[Items from a data source]
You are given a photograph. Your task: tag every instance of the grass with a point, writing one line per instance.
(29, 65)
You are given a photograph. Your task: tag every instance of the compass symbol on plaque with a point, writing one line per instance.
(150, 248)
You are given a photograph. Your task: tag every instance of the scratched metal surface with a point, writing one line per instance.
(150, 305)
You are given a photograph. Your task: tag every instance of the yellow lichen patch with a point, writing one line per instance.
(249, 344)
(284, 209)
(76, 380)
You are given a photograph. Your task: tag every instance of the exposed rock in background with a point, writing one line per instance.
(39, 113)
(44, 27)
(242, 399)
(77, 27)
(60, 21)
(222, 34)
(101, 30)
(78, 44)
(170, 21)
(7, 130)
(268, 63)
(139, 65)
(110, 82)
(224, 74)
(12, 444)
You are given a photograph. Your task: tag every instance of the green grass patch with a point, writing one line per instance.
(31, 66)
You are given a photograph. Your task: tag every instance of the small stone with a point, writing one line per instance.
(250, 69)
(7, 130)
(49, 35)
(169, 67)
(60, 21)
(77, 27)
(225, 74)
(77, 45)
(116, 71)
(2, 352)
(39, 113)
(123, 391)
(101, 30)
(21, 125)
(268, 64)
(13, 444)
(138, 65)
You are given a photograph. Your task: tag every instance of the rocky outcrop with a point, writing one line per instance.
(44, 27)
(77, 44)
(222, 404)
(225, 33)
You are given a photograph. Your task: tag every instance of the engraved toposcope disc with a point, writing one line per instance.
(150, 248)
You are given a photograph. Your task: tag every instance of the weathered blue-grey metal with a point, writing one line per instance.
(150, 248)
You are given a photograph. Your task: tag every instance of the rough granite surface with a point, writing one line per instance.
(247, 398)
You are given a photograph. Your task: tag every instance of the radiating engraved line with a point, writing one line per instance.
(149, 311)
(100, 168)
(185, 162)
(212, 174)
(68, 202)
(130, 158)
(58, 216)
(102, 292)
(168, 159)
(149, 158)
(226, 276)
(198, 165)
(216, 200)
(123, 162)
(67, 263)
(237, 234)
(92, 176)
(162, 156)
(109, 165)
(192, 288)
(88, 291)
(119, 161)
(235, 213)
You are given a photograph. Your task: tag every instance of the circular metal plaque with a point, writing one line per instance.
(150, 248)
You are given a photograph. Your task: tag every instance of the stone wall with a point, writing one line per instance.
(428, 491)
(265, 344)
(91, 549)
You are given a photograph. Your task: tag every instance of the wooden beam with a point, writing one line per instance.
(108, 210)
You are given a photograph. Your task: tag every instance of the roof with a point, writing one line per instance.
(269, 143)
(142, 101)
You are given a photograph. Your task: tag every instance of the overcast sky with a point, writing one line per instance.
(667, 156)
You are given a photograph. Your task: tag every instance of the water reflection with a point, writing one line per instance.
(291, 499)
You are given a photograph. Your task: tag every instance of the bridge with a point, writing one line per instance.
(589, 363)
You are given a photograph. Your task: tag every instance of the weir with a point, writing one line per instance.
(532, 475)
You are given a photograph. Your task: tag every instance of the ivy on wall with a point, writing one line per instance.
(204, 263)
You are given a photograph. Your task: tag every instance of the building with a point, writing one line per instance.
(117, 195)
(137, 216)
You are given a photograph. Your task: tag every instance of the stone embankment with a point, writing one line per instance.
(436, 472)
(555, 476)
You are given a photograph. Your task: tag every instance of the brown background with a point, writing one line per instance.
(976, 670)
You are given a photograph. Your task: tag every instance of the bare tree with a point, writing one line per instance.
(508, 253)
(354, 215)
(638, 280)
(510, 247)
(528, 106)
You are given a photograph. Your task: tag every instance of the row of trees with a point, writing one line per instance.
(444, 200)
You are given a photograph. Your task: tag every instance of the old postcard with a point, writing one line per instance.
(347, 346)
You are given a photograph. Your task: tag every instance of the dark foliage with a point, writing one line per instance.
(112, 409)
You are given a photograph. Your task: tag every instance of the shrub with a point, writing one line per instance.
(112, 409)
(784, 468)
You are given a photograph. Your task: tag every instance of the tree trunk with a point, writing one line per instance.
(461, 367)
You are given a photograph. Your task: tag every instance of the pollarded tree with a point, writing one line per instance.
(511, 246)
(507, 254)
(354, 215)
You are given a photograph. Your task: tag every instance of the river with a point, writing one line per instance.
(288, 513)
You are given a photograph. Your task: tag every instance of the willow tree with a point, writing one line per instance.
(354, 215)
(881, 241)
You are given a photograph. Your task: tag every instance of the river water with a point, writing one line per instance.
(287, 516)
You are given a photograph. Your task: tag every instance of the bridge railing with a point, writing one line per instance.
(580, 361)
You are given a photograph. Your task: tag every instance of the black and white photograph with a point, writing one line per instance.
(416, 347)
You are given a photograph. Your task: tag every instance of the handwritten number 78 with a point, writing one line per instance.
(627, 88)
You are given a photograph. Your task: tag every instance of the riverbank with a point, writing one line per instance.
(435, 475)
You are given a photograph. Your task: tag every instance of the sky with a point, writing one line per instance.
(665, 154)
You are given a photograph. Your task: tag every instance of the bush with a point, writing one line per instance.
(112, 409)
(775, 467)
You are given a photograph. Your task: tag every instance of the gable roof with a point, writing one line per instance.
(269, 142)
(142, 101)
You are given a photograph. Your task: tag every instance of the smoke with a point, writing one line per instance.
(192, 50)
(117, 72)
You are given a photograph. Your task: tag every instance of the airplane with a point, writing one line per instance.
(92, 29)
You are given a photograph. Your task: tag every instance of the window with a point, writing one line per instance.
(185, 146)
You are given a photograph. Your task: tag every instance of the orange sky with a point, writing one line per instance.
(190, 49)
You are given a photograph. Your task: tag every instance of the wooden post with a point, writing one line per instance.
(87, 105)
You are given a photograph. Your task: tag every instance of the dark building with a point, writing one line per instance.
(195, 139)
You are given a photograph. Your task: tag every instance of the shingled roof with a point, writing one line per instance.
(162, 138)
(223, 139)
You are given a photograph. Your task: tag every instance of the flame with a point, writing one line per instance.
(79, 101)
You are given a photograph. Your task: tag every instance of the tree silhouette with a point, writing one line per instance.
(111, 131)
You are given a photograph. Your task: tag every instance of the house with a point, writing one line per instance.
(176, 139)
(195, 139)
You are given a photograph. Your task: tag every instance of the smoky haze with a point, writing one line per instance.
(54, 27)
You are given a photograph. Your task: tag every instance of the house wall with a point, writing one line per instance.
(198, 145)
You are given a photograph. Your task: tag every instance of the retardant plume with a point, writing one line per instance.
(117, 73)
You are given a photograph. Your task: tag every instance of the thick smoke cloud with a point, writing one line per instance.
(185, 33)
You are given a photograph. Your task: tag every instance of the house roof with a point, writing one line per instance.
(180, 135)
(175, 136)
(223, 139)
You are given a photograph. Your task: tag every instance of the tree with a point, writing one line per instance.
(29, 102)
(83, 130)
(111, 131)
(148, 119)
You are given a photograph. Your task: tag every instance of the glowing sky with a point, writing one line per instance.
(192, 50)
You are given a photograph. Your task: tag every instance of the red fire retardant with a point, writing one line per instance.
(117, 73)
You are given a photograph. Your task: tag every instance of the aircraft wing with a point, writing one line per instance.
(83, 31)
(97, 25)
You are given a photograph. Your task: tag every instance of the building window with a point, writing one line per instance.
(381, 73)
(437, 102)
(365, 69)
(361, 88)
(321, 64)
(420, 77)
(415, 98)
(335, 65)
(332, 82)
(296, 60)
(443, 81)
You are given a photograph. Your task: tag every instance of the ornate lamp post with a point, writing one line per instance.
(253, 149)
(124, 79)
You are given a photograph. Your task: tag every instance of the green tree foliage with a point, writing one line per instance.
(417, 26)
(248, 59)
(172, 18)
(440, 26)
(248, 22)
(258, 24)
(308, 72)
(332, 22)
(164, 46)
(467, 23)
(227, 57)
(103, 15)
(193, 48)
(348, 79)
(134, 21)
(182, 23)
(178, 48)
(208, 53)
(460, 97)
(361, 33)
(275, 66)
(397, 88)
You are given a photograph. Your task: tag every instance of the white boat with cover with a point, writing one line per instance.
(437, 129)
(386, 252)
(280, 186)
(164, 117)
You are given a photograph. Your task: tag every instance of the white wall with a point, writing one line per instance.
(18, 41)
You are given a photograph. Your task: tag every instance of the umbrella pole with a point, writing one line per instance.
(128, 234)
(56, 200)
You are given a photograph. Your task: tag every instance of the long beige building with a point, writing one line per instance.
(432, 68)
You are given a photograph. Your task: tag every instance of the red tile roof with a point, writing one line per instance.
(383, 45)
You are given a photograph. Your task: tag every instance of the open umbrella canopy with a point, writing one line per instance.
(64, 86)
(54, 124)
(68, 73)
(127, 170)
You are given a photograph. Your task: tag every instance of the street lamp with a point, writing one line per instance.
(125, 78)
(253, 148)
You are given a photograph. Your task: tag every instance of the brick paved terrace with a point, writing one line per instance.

_Task directions_.
Nothing but the lines from the one with "the red tile" through the end of the data above should be repeated, each exactly as it stands.

_Response to this exercise_.
You are given a photograph. Your task: tag every instance of the red tile roof with a point, writing one line per instance.
(383, 45)
You are given a photograph. Your task: tag every instance of the open umbrella canopy with a point, writing one line per instance.
(64, 86)
(54, 124)
(68, 73)
(127, 170)
You are given a photograph. Your task: tag every instance of the street lamp with a point, writing one line per instance.
(125, 78)
(253, 148)
You are given a photograph. Your task: tag every instance of the brick paved terrace with a point, writing one line per instance.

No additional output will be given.